>> begin Excerpted passage
However, while the methods are described theoretically, their actual implementation into the model remain somewhat unclear from the manuscript. The information can be obtained from the provided source code, of course. But this seems unnecessarily cumbersome. This is particularly true, since DEPAC is already described in the referenced literature. The authors should mention some aspects of implementation that are helpful to readers who might want to attempt a similar undertaking (e.g. are the deposition rates added to the tendencies? How is R=infinity realised? Are molecular or sub-grid diffusivities being used to calculate Rb).
The authors could not convince me that the modelled boundary layer height after sunset is not a problem. I encourage them to attempt to improve this (could a different sub-grid model or forcing help?). In the current state the inclusion of midnight (00:00 LT) into the analysis is somewhat moot.
There are several inaccuracies and inconsistencies about units, variable names etc. and several plots can be improved. These have been pointed out as individual comments.
I think the copyright statement in le_drydepos_gas_depac.f90 does not match GPLv3.
Lastly, a model validation against measurements would contribute significantly to the article. The authors make clear, that the model in the current state does not contain a chemistry module and is still under development, which unfortunately makes this task currently difficult. Maybe a weak comparison to NOx measurements is already possible?
I strongly encourage a proper validation as soon as possible.
Other comments:
P3L76 Why is only the OH marked as a radical?
P3L82 You can remove the “, the Netherlands,” after “Eindhoven
P3L84 Can you elaborate quickly why the water is a problem. Is it because of the double periodic boundary, so you assume opposite sides to be of similar nature? Or more specifically a problem to your case study with DEPAC?
>> end Excerpted passage
● Written tasks:
1/ According to the review excerpt, why is a model validation against measurements currently difficult? Answer in one to three sentences.
2/ Reproduce a passage of the review excerpt word for word, starting with "I think the" and going on through "study with DEPAC?".
3/ Answer these questions on the review excerpt:
(a) Which file's copyright statement does the reviewer think fails to match GPLv3?
(b) What kind of measurements does the reviewer suggest might already allow a weak comparison?
(c) Which time is the reviewer's example of a time whose inclusion in the analysis is somewhat moot?
>> begin Given entries
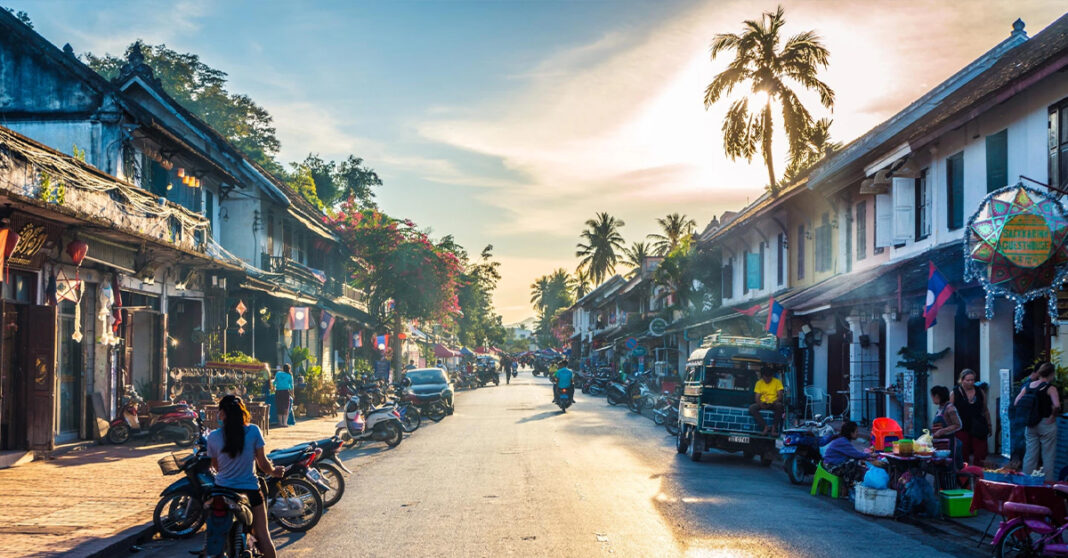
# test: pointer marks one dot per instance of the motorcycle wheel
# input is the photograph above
(1019, 541)
(170, 515)
(119, 434)
(396, 434)
(436, 411)
(189, 438)
(411, 418)
(346, 439)
(795, 468)
(332, 477)
(294, 487)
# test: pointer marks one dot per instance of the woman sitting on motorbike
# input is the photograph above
(236, 449)
(844, 460)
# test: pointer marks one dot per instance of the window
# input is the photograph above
(998, 160)
(728, 279)
(1058, 144)
(781, 259)
(861, 230)
(955, 190)
(823, 244)
(923, 201)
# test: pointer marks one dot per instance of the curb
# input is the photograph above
(124, 540)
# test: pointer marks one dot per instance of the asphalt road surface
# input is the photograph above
(509, 475)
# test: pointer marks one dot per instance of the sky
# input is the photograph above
(511, 123)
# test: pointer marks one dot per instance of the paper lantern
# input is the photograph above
(77, 250)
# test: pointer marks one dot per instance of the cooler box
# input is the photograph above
(880, 504)
(884, 431)
(957, 504)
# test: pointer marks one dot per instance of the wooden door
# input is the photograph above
(37, 366)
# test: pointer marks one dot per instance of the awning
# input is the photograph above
(443, 352)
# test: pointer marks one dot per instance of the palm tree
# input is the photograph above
(675, 228)
(635, 253)
(765, 67)
(600, 247)
(817, 144)
(581, 283)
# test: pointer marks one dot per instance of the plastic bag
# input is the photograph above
(876, 478)
(925, 443)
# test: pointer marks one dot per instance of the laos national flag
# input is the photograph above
(776, 319)
(939, 292)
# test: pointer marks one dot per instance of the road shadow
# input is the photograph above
(539, 416)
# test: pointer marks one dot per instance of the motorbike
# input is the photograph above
(665, 412)
(565, 397)
(177, 422)
(378, 424)
(800, 447)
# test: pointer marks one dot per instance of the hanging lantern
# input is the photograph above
(77, 250)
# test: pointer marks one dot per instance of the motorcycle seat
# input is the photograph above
(169, 408)
(286, 459)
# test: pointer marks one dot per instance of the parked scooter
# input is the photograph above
(800, 447)
(380, 424)
(177, 422)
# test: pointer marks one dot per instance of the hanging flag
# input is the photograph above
(776, 319)
(939, 292)
(326, 323)
(751, 311)
(298, 318)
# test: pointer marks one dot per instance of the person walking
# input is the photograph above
(971, 405)
(1041, 432)
(283, 394)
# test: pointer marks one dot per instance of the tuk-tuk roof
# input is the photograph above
(719, 347)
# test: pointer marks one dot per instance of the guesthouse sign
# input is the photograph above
(1016, 248)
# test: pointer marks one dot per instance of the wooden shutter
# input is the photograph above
(905, 210)
(883, 218)
(38, 367)
(998, 160)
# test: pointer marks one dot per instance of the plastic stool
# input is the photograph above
(822, 481)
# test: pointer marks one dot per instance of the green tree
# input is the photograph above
(769, 71)
(336, 182)
(633, 254)
(676, 228)
(600, 247)
(816, 145)
(202, 90)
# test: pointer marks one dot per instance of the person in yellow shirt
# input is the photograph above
(769, 397)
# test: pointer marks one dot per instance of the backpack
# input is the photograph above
(1029, 403)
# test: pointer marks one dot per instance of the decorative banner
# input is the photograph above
(1015, 247)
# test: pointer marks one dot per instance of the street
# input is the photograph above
(508, 475)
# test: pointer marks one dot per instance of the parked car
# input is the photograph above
(432, 381)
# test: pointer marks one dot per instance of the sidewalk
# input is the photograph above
(94, 496)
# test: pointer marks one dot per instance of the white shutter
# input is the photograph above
(883, 219)
(905, 210)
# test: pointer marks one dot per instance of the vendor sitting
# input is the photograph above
(843, 459)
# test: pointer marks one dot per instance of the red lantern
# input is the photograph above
(77, 251)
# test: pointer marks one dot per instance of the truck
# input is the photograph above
(718, 391)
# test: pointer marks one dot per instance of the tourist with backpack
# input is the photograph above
(1040, 403)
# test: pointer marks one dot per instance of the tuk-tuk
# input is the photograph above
(713, 411)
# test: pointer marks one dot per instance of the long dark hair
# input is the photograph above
(234, 419)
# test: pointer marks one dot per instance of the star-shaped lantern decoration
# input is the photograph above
(1016, 247)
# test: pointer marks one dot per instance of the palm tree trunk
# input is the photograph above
(772, 186)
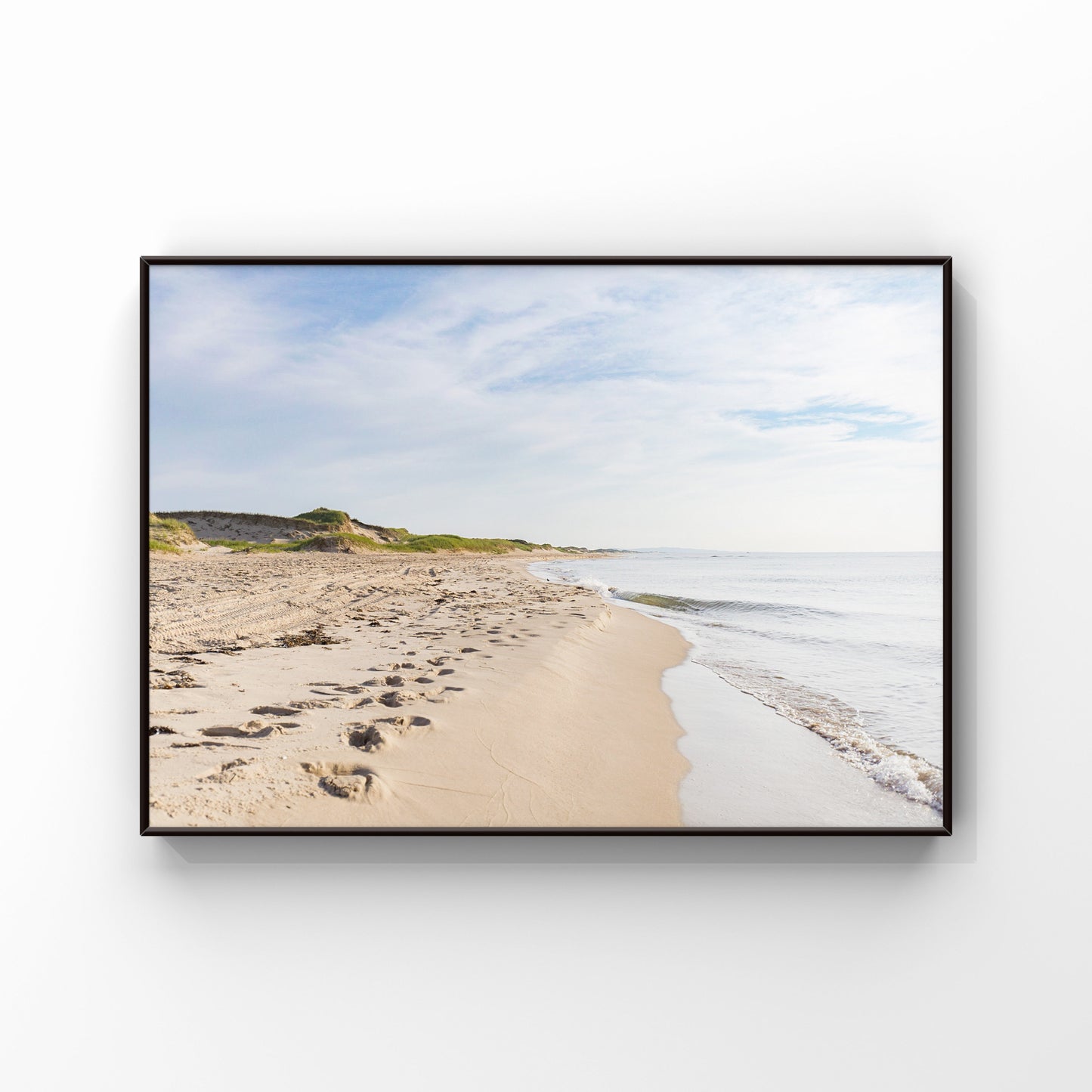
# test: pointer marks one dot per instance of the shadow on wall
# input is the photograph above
(729, 849)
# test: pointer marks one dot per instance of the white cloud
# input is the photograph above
(594, 404)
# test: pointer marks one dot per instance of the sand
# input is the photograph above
(750, 767)
(460, 691)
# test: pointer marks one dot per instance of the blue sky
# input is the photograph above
(749, 407)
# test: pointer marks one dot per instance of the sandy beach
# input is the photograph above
(454, 691)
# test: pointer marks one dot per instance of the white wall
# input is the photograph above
(565, 128)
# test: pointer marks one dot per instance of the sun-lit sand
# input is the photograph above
(460, 691)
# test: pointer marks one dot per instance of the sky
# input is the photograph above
(719, 407)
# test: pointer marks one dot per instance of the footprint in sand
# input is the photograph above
(354, 783)
(380, 732)
(395, 698)
(252, 729)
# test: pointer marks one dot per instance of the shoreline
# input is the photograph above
(459, 691)
(751, 767)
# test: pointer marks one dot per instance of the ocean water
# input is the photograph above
(846, 645)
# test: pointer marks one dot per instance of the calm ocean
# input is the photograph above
(848, 645)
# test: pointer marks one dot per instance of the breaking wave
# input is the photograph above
(842, 726)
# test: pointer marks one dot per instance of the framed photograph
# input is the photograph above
(546, 545)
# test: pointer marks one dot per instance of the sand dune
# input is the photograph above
(326, 690)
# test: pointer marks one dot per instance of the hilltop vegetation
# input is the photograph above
(167, 535)
(326, 530)
(343, 543)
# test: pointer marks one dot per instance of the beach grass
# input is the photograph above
(409, 544)
(166, 535)
(326, 515)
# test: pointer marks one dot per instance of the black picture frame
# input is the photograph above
(944, 830)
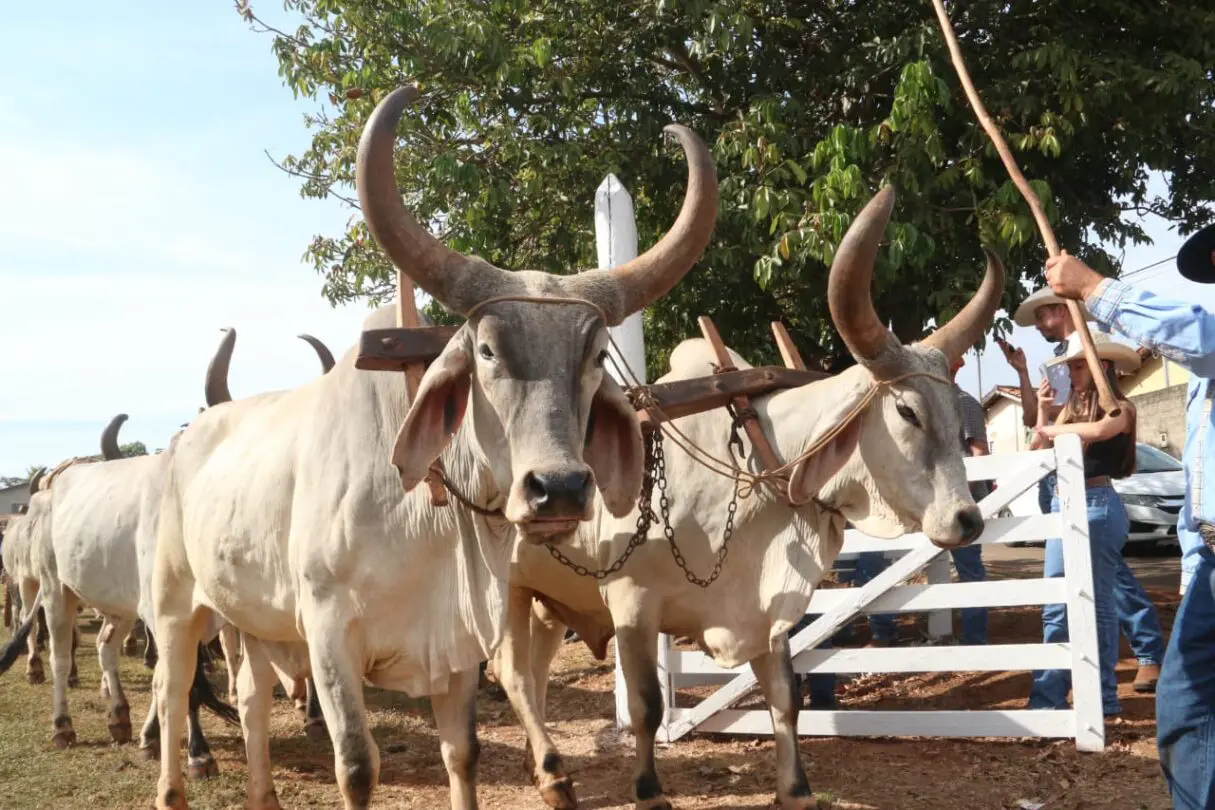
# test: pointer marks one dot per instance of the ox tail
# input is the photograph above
(203, 694)
(12, 650)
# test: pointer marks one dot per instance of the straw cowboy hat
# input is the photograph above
(1196, 260)
(1124, 358)
(1024, 313)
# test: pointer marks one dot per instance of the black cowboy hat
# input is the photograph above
(1196, 260)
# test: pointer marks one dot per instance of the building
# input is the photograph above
(1158, 390)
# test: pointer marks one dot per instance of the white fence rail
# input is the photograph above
(1013, 475)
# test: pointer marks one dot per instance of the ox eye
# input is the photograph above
(908, 414)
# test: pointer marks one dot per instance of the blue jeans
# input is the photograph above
(1119, 601)
(1185, 696)
(968, 564)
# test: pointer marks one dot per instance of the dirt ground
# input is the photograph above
(700, 771)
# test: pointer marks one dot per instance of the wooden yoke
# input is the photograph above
(740, 402)
(407, 318)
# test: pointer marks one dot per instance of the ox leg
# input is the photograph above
(515, 670)
(177, 638)
(774, 670)
(61, 609)
(255, 695)
(314, 718)
(456, 718)
(34, 672)
(108, 641)
(637, 646)
(73, 675)
(339, 687)
(230, 641)
(150, 736)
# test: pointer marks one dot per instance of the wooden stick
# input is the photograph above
(789, 353)
(1105, 392)
(742, 403)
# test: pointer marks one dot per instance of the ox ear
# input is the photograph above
(812, 474)
(435, 414)
(614, 447)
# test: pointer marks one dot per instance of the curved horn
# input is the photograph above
(216, 370)
(656, 271)
(965, 328)
(457, 281)
(322, 351)
(109, 439)
(848, 296)
(37, 479)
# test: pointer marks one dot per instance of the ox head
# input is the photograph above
(529, 375)
(908, 474)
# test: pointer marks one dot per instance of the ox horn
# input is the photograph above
(322, 351)
(656, 271)
(109, 439)
(34, 480)
(457, 281)
(848, 296)
(216, 370)
(965, 328)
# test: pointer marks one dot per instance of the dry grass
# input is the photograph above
(699, 772)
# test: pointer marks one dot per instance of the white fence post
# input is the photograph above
(616, 243)
(1015, 475)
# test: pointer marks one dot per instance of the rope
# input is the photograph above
(746, 481)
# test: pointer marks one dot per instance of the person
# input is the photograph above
(1108, 453)
(1047, 312)
(1185, 334)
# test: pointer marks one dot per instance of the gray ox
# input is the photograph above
(894, 470)
(96, 547)
(287, 517)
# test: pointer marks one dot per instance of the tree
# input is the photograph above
(808, 107)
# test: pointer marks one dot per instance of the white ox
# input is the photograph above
(897, 469)
(95, 545)
(287, 517)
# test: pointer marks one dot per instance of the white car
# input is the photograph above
(1153, 498)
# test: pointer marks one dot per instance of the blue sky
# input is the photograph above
(139, 215)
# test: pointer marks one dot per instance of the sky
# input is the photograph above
(140, 215)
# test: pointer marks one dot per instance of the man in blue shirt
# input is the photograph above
(1184, 333)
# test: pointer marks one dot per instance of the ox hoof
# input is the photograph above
(316, 731)
(65, 735)
(171, 799)
(120, 724)
(203, 768)
(559, 794)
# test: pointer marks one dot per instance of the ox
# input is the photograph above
(894, 469)
(287, 517)
(95, 545)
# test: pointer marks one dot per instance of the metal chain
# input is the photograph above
(660, 469)
(656, 471)
(643, 522)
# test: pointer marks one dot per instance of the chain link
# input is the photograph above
(656, 471)
(644, 521)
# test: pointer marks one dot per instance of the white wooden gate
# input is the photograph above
(1013, 475)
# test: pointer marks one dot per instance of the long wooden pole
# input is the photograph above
(1105, 392)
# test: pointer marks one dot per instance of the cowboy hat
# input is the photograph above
(1124, 358)
(1024, 313)
(1196, 260)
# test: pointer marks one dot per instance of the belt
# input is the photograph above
(1207, 532)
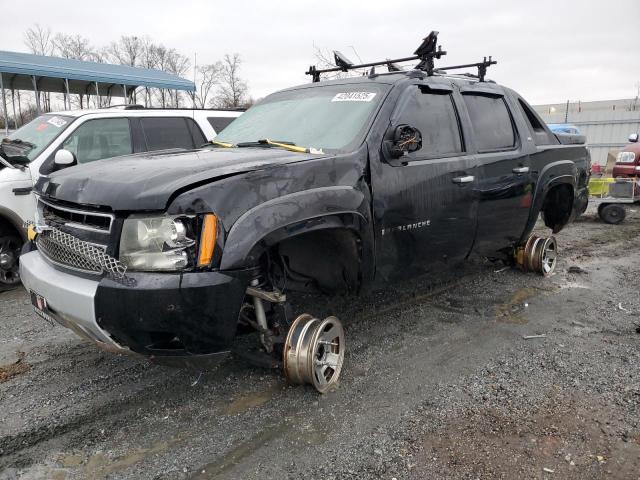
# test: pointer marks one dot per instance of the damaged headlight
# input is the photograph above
(158, 243)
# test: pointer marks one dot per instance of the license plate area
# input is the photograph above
(41, 307)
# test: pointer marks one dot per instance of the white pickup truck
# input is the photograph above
(63, 139)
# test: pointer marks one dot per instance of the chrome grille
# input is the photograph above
(58, 215)
(71, 252)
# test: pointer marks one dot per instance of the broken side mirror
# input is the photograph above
(64, 158)
(405, 139)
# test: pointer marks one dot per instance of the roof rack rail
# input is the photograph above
(425, 53)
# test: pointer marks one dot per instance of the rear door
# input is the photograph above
(424, 205)
(505, 187)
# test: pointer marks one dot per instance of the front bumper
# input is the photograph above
(156, 315)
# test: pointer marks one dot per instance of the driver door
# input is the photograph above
(424, 202)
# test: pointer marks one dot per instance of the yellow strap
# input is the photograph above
(31, 233)
(291, 148)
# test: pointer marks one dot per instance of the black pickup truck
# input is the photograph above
(329, 187)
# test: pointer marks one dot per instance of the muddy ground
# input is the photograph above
(438, 383)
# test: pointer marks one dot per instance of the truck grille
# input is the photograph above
(68, 251)
(57, 216)
(77, 239)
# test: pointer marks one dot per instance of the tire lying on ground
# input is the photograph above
(612, 213)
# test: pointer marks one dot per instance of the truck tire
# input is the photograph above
(612, 213)
(10, 244)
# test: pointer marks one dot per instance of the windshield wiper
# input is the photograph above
(290, 146)
(220, 144)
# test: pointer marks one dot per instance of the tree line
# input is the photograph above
(218, 84)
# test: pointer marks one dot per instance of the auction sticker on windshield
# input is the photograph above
(57, 122)
(354, 97)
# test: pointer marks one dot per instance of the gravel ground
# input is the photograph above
(438, 383)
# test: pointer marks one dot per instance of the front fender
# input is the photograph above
(291, 215)
(553, 174)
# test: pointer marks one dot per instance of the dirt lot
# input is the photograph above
(439, 383)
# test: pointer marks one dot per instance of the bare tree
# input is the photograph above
(73, 46)
(38, 41)
(126, 51)
(208, 77)
(177, 64)
(233, 90)
(148, 59)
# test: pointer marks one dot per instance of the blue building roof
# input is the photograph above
(17, 70)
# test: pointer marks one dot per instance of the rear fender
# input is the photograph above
(563, 172)
(290, 215)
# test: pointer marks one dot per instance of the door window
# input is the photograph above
(491, 122)
(434, 114)
(98, 139)
(538, 132)
(167, 132)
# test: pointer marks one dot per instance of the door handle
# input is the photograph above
(465, 179)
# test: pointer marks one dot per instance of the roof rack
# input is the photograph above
(425, 53)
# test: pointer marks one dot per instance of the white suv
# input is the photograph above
(57, 140)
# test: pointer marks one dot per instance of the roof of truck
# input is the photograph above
(144, 111)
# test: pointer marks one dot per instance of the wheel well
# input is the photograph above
(558, 206)
(326, 261)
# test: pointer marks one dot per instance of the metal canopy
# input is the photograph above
(18, 70)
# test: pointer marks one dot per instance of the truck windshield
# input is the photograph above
(331, 118)
(28, 141)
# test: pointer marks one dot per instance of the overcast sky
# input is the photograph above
(549, 51)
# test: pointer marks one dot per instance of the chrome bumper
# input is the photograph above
(70, 299)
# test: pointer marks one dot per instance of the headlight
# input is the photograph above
(158, 243)
(626, 157)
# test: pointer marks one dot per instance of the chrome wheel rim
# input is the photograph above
(549, 256)
(314, 352)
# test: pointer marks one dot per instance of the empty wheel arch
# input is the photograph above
(325, 261)
(558, 207)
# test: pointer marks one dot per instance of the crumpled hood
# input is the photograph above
(148, 181)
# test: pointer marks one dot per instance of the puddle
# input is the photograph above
(238, 453)
(249, 400)
(514, 310)
(100, 465)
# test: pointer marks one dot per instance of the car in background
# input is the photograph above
(58, 140)
(628, 160)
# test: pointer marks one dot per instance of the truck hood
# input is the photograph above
(148, 181)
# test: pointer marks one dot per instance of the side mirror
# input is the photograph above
(64, 158)
(406, 139)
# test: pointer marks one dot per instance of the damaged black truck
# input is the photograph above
(333, 187)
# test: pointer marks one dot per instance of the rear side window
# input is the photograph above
(491, 122)
(196, 133)
(166, 132)
(220, 123)
(100, 138)
(538, 132)
(435, 116)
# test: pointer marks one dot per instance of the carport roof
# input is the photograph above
(17, 70)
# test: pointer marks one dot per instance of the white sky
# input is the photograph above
(549, 51)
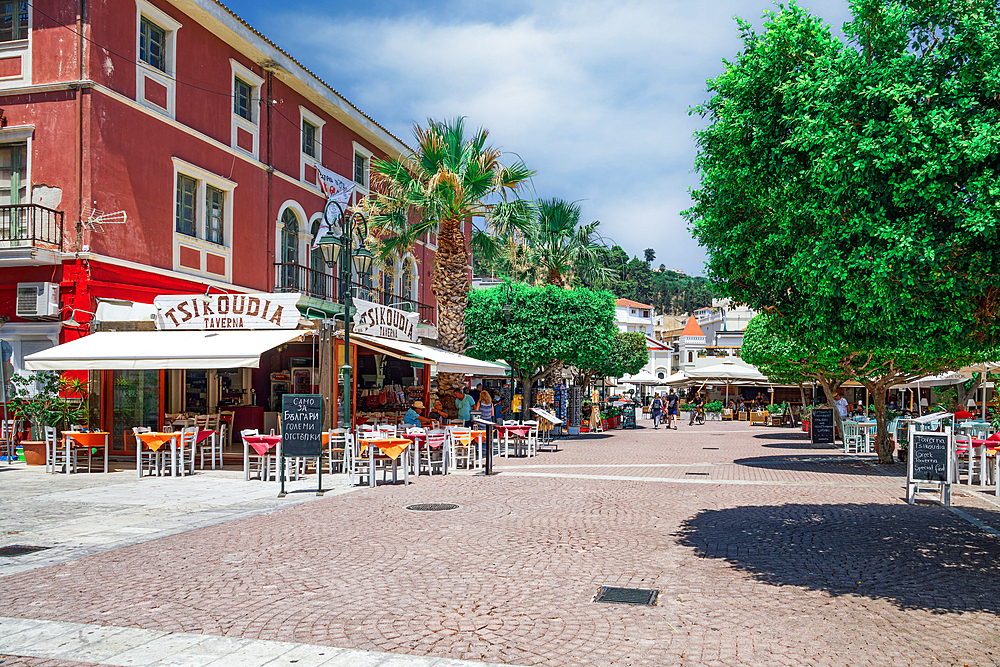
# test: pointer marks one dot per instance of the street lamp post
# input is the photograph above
(341, 237)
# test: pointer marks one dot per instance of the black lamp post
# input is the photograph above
(342, 237)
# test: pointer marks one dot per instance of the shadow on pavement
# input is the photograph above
(783, 435)
(829, 461)
(917, 557)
>> end Given entries
● Replies:
1/ The model does not yet contain a chemistry module and is still under development. This makes a validation against measurements difficult for now.

2/
I think the copyright statement in le_drydepos_gas_depac.f90 does not match GPLv3.
Lastly, a model validation against measurements would contribute significantly to the article. The authors make clear, that the model in the current state does not contain a chemistry module and is still under development, which unfortunately makes this task currently difficult. Maybe a weak comparison to NOx measurements is already possible?
I strongly encourage a proper validation as soon as possible.
Other comments:
P3L76 Why is only the OH marked as a radical?
P3L82 You can remove the “, the Netherlands,” after “Eindhoven
P3L84 Can you elaborate quickly why the water is a problem. Is it because of the double periodic boundary, so you assume opposite sides to be of similar nature? Or more specifically a problem to your case study with DEPAC?

3/
(a) le_drydepos_gas_depac.f90
(b) NOx measurements
(c) Midnight (00:00 LT)